A ocorrência deste cenário é, na maioria das vezes, explicada pelo viés economicista, de caráter neoliberal, mas precisa ser ampliada. Afinal, não se trata apenas de ausências materiais, a pobreza “pode acarretar formas específicas e opressoras de constituição da identidade, enfraquecendo as potencialidades dos indivíduos; mantendo as condições de opressão existentes na sociedade; e reproduzindo práticas discriminatórias voltadas aos indivíduos pobres” (Moura Junior, 2012, p. 15).
Dito isto, é preciso lembrar as rupturas de vínculos, as precariedades que a pobreza representa na maioria das vezes. No Brasil, nessa apartação que é social, cultural e política, pobreza e exclusão se alinham. Assim, a naturalização da pobreza e os estigmas dessa categoria ganham dimensão dolorosa (Wanderley, 1999).

■ As tarefas
(1) Segundo o texto sobre pobreza, por qual viés a ocorrência desse cenário costuma ser explicada?
(2) Estenda o texto sobre pobreza, começando logo após a última frase.
Os dados não têm nenhum papel aqui.

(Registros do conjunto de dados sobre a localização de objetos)
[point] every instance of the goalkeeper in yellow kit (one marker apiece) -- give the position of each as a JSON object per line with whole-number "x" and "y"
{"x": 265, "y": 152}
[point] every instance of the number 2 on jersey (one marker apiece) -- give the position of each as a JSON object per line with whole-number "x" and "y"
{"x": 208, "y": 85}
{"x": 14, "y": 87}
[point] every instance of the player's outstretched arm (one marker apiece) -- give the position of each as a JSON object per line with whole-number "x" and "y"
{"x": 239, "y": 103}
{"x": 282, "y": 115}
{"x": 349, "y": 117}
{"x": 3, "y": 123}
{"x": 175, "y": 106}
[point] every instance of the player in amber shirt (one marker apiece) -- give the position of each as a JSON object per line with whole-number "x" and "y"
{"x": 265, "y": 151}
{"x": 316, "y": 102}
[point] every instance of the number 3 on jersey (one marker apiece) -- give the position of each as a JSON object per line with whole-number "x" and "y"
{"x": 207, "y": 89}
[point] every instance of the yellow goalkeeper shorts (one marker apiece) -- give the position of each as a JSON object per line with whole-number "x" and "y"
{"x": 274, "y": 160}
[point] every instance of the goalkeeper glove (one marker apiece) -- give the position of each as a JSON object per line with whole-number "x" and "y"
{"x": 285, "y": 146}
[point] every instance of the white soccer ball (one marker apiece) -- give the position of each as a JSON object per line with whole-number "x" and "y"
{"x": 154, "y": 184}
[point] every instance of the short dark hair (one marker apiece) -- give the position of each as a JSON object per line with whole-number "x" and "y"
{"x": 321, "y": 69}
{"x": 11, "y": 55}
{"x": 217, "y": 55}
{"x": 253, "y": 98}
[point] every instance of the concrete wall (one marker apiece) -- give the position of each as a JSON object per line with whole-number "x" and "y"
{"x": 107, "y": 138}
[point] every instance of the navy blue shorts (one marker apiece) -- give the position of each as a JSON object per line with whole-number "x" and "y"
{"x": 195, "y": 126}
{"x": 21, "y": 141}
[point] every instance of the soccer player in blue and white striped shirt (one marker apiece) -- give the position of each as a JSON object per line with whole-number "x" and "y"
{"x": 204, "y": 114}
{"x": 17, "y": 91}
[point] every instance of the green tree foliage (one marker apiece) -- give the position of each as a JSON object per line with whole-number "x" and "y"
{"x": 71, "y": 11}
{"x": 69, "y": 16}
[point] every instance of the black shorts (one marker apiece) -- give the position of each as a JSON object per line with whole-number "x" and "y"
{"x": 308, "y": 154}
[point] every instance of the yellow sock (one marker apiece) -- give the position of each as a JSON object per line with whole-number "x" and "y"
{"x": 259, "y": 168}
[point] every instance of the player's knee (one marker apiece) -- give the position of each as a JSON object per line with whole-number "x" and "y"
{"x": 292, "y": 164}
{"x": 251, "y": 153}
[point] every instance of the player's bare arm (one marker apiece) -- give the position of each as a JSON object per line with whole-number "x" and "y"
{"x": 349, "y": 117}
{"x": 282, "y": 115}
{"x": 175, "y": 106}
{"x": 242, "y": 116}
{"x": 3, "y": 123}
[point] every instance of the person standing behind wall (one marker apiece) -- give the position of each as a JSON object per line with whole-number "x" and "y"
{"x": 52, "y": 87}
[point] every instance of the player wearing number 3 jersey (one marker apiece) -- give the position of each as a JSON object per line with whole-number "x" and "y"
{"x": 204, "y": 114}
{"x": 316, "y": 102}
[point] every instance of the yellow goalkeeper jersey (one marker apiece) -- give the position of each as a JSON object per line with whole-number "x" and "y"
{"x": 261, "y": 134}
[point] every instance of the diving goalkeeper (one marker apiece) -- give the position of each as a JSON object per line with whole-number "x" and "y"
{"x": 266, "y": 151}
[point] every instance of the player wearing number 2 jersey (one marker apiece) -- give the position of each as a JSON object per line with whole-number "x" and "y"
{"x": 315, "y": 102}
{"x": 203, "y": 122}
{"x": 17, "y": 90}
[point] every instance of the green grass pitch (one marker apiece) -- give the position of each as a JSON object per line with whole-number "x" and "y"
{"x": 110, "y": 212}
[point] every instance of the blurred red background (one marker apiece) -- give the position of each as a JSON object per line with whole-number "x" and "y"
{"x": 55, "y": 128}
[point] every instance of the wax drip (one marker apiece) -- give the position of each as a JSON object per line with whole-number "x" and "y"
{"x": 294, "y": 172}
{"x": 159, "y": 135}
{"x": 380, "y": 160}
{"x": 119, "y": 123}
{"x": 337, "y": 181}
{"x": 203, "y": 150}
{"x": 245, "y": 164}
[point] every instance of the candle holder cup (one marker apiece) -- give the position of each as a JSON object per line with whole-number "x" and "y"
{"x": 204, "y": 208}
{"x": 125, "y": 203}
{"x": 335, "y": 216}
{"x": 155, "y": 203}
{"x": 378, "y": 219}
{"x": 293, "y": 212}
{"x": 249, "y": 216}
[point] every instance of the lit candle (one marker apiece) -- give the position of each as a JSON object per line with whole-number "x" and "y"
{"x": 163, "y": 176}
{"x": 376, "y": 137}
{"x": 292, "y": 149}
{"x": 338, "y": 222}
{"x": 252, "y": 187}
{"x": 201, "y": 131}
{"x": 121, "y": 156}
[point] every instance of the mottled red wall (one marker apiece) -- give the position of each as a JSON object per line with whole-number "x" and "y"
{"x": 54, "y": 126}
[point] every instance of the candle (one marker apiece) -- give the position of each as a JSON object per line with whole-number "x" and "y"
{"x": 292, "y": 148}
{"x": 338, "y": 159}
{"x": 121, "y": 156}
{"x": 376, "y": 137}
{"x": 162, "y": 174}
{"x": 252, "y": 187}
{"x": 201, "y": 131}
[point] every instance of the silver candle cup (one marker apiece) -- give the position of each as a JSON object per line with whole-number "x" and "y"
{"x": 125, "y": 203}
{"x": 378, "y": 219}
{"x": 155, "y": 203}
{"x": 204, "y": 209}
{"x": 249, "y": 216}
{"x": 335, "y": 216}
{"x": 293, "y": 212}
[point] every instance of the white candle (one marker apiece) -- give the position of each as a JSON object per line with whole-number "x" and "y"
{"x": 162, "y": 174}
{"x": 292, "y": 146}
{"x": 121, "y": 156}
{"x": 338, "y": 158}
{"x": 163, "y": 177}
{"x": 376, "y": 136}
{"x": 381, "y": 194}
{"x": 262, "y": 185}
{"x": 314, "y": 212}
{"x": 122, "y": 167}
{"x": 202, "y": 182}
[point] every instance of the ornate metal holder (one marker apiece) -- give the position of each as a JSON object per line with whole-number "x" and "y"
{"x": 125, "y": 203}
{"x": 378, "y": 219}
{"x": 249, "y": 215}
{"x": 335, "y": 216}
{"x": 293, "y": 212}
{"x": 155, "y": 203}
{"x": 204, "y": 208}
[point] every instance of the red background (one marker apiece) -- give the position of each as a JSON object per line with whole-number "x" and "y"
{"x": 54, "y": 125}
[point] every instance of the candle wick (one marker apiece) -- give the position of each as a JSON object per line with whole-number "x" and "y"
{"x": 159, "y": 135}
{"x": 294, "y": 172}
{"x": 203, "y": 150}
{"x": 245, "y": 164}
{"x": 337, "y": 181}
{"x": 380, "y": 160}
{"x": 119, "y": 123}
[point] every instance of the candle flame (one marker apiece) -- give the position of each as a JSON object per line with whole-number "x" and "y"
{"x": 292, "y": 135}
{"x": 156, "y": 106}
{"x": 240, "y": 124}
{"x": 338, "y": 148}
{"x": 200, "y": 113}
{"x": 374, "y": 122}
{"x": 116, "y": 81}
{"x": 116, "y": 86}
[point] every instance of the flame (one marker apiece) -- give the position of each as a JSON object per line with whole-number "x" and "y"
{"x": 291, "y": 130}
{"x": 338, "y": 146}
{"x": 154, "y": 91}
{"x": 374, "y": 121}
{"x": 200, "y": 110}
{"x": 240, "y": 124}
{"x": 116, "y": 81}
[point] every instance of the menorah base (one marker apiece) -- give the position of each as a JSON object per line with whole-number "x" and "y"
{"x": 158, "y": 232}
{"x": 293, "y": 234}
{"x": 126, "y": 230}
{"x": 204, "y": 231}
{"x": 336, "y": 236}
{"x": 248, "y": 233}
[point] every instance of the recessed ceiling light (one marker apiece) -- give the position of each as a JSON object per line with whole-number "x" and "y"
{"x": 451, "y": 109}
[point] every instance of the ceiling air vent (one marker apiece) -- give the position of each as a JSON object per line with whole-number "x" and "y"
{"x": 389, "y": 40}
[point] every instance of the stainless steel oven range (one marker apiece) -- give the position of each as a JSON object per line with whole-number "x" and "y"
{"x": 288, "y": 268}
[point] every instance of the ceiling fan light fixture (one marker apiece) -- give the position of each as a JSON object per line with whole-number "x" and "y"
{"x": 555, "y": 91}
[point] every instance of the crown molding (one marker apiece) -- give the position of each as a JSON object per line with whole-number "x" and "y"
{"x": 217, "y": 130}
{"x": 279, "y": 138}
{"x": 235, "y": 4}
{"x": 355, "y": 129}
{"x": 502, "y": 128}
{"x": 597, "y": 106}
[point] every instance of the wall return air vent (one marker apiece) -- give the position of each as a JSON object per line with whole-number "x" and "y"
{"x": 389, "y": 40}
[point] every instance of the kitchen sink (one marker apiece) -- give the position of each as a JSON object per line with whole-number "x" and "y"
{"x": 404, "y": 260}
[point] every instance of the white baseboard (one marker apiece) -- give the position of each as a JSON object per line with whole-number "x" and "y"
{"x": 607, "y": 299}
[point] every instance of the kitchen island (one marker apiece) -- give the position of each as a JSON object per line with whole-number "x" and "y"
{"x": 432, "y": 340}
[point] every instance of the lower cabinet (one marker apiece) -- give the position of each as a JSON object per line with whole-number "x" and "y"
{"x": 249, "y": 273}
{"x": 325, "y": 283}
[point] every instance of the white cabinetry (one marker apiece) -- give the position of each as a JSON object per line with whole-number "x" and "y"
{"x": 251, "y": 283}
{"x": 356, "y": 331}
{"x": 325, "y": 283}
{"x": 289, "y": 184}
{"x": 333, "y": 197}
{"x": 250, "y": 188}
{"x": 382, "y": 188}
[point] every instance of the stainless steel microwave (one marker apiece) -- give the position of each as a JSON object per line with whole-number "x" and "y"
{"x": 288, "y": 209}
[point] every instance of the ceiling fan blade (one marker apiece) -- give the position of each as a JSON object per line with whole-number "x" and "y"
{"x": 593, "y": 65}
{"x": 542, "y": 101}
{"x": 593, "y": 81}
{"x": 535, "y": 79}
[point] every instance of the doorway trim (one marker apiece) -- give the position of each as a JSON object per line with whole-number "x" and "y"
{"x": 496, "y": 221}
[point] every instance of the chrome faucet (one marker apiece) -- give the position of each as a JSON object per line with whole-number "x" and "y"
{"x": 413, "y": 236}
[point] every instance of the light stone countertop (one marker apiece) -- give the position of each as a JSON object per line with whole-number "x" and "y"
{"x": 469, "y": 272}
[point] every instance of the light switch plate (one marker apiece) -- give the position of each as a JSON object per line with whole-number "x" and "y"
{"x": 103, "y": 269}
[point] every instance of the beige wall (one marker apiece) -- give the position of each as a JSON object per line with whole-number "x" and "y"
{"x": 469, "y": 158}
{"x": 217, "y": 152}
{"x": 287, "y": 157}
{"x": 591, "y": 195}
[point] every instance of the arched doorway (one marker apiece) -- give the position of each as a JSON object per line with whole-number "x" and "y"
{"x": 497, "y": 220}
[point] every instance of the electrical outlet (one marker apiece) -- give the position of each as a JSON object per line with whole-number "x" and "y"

■ Respostas por tarefa
(1) Pelo viés economicista, de caráter neoliberal.

(2)
Nessa classe de descartáveis, não há um processo de cidadania, mas sim um de subcidadania, prática coletiva de reconhecimento social injusto. Nela, a noção de subcidadania implica uma hierarquia valorativa das pessoas, implícita e enraizada institucionalmente de modo invisível, que determina quem é ou não gente e, por consequência, quem é ou não cidadão. Tal processo incide fundamentalmente nos acessos diferenciados aos recursos materiais e simbólicos na vida social (Souza, 2003).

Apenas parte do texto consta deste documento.